-------- STUDY MATERIAL

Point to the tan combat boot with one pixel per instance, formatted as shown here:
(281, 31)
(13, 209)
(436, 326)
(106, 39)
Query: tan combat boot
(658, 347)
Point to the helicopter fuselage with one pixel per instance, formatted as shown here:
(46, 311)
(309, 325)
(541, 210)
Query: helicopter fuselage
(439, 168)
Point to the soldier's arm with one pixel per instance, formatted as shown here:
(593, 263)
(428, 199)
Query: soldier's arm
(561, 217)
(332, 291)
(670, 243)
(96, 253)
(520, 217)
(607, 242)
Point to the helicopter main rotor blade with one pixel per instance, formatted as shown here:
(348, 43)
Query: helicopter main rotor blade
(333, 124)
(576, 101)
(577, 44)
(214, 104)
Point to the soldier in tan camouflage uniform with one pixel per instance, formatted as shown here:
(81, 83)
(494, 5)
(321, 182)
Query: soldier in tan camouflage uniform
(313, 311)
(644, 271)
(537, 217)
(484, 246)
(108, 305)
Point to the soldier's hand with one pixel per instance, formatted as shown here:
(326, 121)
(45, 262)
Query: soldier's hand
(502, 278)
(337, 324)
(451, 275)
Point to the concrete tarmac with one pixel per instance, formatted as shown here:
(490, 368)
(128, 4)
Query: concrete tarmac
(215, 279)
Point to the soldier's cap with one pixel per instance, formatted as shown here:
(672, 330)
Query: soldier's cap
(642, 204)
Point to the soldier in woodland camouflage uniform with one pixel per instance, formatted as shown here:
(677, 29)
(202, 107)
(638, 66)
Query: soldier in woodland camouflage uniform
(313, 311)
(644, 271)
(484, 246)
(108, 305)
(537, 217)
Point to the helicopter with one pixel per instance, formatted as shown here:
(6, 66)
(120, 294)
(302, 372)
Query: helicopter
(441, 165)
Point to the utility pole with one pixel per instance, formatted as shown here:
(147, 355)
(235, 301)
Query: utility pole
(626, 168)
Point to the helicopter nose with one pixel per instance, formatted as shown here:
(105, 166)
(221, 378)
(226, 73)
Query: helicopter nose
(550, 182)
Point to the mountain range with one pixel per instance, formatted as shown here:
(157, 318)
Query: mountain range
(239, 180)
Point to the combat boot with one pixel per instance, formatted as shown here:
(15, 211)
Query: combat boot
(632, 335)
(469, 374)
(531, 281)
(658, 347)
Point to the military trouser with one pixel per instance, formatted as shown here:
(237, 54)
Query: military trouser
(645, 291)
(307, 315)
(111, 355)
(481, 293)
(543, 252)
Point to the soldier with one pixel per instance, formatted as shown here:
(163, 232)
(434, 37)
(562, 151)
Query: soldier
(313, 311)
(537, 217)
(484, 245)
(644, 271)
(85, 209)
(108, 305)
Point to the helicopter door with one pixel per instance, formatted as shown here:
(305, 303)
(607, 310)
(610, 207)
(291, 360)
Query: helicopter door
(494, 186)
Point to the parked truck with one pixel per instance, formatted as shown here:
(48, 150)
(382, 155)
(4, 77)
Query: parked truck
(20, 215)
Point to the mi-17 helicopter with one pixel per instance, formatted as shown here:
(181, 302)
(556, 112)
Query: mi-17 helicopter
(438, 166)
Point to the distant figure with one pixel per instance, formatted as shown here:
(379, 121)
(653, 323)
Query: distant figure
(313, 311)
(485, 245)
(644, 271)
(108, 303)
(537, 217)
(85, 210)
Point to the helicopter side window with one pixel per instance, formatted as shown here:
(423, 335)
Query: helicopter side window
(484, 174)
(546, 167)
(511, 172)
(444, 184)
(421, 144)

----------------

PROBLEM TO WORK ON:
Take the records above and return, word for word, only the lines that fall from the line with "Query: soldier in woodland camouflage uniform" to the line with "Point to the combat", both of them included.

SOLUTION TO THIS TASK:
Query: soldier in woodland camouflage uniform
(313, 311)
(644, 271)
(484, 246)
(108, 305)
(537, 217)
Point to the helicopter with one pixel per instance, formatted as shown here:
(6, 66)
(120, 294)
(302, 372)
Query: helicopter
(441, 165)
Point to the utility pole with one pixel per instance, formatted as shown here:
(147, 355)
(235, 301)
Query: utility pole
(626, 168)
Point to the helicopter nose with one pixel per instance, formatted as shown here:
(105, 166)
(221, 378)
(226, 73)
Query: helicopter nose
(550, 182)
Point to the mountain range with one pixel per instance, formatted as shown here:
(157, 318)
Query: mountain range
(239, 180)
Point to the combat boot with one pixel per instance, formatted as shown here:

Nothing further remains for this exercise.